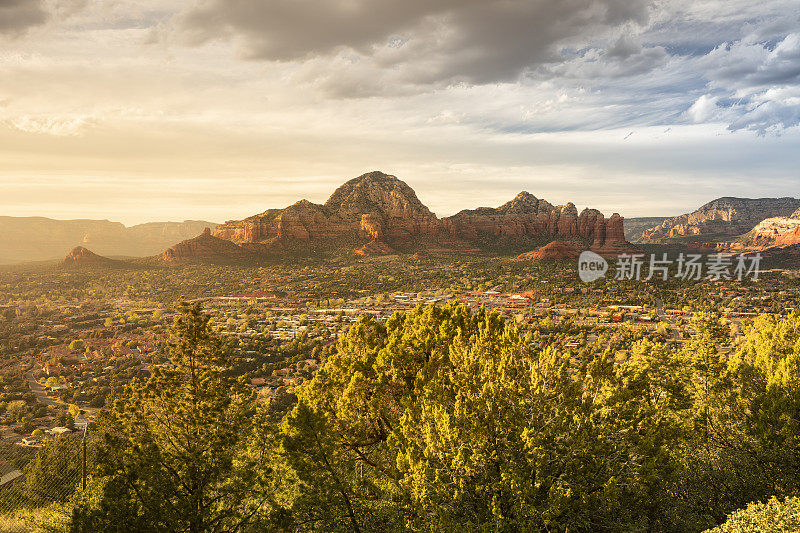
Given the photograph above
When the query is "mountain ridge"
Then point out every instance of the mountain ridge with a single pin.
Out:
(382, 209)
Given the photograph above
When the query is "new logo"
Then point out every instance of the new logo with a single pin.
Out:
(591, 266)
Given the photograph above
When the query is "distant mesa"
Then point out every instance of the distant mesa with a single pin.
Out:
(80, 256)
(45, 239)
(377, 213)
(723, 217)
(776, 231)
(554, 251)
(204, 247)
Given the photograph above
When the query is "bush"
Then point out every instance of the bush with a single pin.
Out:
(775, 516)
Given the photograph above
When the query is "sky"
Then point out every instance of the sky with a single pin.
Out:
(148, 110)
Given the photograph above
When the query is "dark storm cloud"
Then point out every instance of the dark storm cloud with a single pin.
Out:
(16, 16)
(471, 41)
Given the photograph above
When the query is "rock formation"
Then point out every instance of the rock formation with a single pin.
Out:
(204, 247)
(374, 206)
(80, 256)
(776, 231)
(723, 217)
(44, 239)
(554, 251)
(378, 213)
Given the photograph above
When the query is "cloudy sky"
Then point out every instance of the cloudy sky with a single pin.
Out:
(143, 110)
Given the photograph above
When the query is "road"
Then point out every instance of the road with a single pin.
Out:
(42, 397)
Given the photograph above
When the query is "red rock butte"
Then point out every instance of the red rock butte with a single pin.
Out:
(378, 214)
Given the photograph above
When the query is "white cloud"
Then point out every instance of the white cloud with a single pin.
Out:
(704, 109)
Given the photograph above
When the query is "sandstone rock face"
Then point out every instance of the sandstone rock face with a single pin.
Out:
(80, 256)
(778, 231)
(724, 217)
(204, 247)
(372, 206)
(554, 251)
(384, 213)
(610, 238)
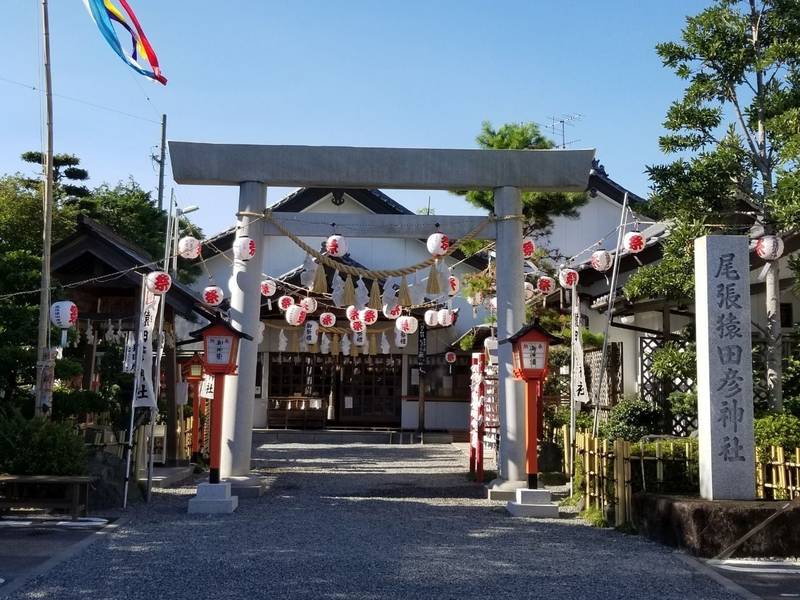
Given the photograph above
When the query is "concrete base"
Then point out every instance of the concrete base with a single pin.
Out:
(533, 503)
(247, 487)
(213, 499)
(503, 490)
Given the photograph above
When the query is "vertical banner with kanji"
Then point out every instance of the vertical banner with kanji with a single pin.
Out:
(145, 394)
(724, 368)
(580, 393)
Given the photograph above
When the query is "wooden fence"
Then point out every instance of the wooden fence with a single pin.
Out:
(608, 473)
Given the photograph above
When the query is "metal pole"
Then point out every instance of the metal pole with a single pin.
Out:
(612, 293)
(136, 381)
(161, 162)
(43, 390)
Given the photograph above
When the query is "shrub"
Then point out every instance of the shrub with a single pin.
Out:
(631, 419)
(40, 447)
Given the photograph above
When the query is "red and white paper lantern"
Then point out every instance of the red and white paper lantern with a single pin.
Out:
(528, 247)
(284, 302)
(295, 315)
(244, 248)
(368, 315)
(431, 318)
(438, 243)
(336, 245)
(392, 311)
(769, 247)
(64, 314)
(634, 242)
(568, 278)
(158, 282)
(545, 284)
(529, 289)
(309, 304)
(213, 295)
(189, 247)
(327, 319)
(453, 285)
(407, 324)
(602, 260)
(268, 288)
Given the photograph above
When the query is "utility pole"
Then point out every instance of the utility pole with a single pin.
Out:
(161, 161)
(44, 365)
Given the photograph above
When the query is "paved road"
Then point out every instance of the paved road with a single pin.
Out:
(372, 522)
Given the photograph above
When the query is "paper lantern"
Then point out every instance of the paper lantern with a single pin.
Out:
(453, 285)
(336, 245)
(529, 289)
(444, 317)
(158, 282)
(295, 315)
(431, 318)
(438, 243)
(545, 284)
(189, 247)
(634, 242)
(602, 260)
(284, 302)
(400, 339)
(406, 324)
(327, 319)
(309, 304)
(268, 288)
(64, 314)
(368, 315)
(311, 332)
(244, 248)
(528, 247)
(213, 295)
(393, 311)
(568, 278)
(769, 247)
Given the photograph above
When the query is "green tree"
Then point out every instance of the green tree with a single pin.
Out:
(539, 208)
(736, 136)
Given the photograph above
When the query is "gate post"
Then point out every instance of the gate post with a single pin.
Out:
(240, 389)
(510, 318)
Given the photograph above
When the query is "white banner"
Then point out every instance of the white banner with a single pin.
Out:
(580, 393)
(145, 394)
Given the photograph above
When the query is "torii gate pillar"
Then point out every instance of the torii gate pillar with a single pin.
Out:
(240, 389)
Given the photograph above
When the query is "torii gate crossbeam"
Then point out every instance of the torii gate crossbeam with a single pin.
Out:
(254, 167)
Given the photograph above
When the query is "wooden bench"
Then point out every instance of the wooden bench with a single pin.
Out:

┄┄┄┄┄┄┄┄┄┄┄┄┄┄┄┄┄┄┄┄

How many lines of the preceding listing hold the string "gate"? Answer with the number only.

6